**WORK REQUEST:** In the entries below, count the lines that hold the string "basalt" and state only that count.

■ ■ ■ ■ ■

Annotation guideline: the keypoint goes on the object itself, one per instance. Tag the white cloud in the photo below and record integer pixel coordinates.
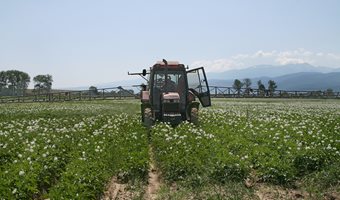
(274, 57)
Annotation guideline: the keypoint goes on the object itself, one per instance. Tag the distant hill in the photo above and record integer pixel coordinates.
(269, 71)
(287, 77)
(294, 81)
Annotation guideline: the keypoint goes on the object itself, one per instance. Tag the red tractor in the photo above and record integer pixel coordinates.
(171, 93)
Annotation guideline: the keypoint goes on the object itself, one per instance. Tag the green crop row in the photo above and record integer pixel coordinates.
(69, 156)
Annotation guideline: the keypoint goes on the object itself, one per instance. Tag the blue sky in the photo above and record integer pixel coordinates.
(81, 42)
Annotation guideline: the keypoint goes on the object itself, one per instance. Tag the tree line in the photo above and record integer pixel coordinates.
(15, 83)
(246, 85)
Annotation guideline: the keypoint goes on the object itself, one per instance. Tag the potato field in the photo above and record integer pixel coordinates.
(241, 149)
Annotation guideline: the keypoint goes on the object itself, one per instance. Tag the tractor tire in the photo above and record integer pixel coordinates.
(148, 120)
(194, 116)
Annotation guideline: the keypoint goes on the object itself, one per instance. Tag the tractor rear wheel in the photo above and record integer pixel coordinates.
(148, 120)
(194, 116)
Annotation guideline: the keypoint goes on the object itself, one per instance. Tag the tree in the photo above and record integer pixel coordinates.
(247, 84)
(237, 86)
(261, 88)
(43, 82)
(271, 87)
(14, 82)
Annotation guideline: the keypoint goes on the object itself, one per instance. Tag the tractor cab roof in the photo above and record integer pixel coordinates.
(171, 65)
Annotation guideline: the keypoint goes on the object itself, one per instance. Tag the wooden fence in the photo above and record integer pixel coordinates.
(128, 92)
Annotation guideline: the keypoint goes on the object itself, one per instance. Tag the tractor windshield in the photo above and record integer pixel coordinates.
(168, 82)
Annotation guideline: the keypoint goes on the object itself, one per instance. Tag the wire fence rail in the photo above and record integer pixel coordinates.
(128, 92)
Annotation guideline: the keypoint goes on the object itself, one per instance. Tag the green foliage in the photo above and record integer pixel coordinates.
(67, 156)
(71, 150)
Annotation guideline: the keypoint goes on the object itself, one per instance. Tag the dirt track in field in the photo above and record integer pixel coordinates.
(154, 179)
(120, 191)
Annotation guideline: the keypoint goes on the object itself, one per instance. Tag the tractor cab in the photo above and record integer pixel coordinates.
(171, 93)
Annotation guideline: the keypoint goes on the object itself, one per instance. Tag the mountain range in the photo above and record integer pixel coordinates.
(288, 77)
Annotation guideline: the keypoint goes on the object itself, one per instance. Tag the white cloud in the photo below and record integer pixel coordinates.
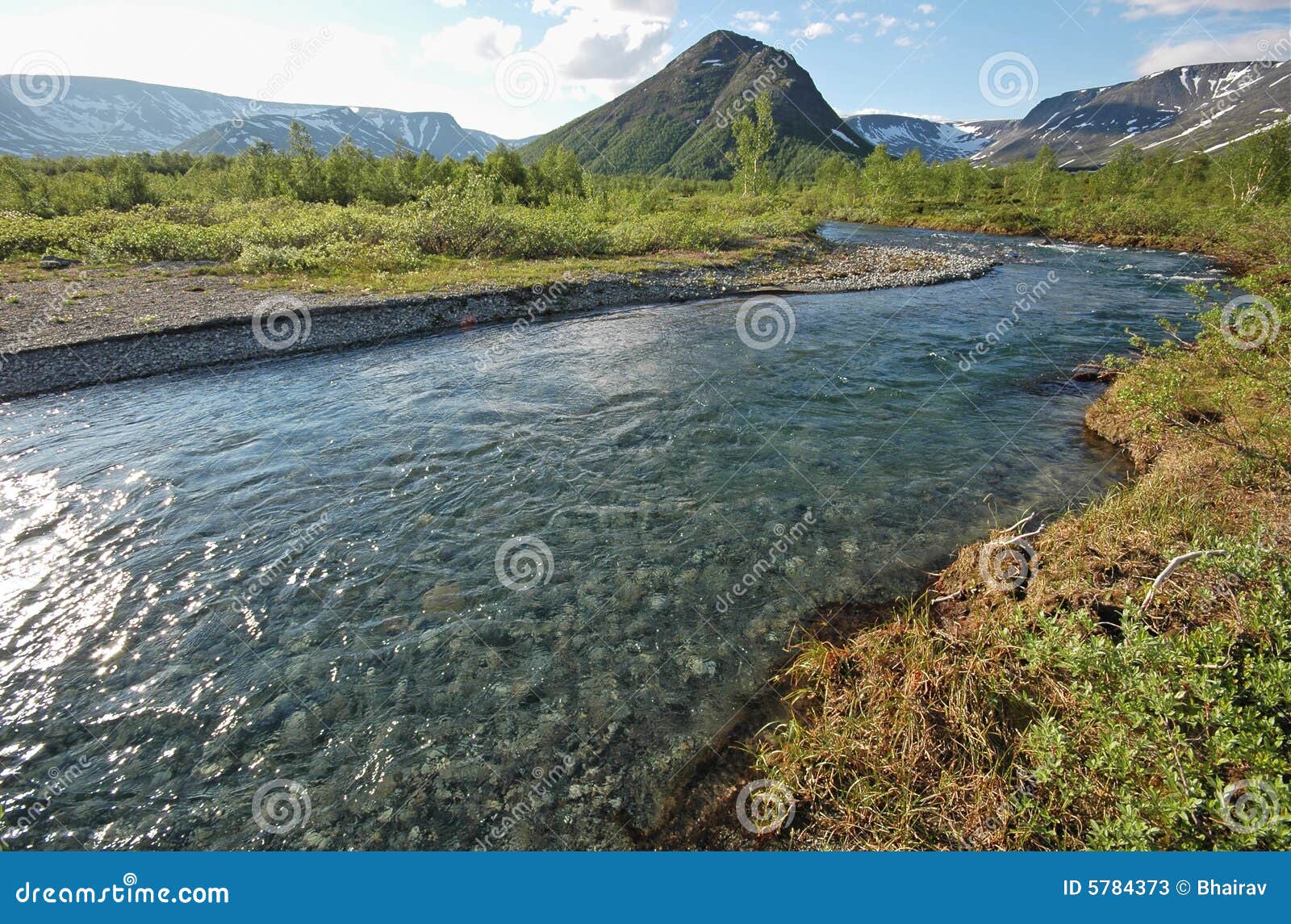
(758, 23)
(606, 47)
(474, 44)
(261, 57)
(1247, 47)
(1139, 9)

■ ■ ■ ■ ■

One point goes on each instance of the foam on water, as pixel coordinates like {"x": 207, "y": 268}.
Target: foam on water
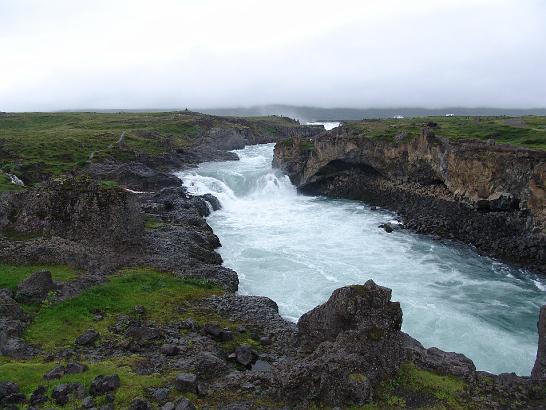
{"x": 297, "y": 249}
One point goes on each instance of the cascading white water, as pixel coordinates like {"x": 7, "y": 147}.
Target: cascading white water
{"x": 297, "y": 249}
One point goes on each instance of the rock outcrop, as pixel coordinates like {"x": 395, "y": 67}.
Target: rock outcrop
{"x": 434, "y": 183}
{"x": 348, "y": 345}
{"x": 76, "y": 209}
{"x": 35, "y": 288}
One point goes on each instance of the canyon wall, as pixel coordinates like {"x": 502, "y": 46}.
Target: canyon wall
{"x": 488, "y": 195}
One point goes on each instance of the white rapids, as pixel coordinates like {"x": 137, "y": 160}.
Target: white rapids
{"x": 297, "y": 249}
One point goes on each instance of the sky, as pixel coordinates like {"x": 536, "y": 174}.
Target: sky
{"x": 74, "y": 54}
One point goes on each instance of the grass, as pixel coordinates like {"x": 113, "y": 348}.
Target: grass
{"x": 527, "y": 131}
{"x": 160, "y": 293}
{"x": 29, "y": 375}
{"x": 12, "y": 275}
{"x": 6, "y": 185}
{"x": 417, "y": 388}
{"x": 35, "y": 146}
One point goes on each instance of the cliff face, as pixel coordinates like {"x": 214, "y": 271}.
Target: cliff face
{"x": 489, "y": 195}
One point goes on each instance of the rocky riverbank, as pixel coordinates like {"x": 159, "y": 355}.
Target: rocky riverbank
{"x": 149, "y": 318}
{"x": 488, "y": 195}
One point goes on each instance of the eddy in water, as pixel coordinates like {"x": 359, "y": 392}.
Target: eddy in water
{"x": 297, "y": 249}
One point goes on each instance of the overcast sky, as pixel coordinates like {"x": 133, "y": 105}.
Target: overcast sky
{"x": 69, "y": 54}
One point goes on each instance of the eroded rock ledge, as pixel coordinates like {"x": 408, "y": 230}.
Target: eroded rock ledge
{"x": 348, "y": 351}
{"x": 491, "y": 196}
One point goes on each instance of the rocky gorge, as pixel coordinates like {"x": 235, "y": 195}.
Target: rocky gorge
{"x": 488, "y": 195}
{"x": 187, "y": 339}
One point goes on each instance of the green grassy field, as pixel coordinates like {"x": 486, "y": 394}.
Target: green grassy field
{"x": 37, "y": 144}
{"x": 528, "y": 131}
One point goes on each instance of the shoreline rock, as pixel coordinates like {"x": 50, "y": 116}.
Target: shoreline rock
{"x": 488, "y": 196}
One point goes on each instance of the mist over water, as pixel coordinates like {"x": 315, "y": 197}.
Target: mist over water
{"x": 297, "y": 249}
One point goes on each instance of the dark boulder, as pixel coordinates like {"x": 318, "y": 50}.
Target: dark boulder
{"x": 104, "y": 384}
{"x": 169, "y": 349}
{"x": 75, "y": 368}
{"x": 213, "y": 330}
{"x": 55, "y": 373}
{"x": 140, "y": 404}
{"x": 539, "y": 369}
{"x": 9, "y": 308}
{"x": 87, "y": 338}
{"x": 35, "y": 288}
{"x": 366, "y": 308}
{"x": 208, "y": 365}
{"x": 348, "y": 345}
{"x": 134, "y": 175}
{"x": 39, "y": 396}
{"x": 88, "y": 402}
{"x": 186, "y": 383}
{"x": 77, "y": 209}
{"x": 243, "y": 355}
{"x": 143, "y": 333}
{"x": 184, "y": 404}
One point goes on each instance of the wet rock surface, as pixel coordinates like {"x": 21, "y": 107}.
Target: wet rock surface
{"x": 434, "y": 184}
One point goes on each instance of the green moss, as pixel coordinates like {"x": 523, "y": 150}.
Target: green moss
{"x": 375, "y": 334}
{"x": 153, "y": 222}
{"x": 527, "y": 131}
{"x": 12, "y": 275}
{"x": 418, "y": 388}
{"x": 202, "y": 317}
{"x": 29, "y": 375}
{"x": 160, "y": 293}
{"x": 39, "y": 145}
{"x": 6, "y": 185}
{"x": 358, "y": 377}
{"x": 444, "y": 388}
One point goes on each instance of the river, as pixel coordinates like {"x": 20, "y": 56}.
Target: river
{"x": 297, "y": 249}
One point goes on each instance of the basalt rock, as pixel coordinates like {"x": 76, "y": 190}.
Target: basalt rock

■ ■ ■ ■ ■

**ANSWER SECTION:** 2